Data items
::::::::
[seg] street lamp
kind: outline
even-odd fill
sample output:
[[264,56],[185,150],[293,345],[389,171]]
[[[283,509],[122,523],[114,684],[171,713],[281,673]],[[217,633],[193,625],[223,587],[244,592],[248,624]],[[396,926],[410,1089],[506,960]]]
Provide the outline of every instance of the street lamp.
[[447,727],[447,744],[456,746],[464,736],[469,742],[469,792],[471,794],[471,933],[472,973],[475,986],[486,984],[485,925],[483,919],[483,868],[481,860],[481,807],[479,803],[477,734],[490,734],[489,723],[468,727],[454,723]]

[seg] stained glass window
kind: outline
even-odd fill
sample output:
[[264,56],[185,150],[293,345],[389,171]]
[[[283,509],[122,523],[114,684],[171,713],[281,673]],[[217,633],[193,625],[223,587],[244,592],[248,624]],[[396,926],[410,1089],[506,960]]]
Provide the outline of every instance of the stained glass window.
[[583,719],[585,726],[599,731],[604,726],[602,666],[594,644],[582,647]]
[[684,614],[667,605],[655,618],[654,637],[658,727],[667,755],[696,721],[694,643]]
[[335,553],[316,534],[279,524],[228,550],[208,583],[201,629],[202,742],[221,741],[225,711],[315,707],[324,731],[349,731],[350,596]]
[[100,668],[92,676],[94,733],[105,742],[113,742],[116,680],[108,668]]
::::::::
Exercise requirements:
Each entry must appear again in the answer exactly as written.

Exercise solution:
[seg] street lamp
kind: outline
even-odd fill
sample output:
[[264,56],[185,150],[293,345],[389,171]]
[[[283,509],[122,523],[114,684],[171,713],[281,673]],[[217,633],[193,625],[223,587],[244,592],[248,624]],[[396,926],[410,1089],[506,960]]]
Provide the outline of every instance of the street lamp.
[[447,727],[447,744],[456,746],[464,736],[469,742],[469,792],[471,794],[471,933],[472,973],[475,986],[486,984],[485,925],[483,919],[483,868],[481,860],[481,807],[479,803],[477,734],[490,734],[489,723],[468,727],[454,723]]

[seg] stained glass window
kind: outline
even-odd fill
sample output:
[[264,56],[185,150],[293,345],[389,171]]
[[[283,509],[122,523],[114,684],[171,713],[281,673]],[[217,633],[193,625],[223,587],[244,592],[248,624]],[[396,926],[410,1089],[506,960]]]
Provide the outline of every instance of the stained glass window.
[[583,719],[585,726],[599,731],[604,726],[602,666],[594,644],[582,647]]
[[684,614],[667,605],[655,618],[654,637],[658,727],[667,755],[696,721],[694,643]]
[[335,553],[316,534],[279,524],[228,550],[208,583],[201,629],[202,742],[221,741],[225,711],[315,707],[324,731],[349,731],[350,596]]
[[100,668],[92,676],[94,733],[105,742],[113,742],[116,680],[108,668]]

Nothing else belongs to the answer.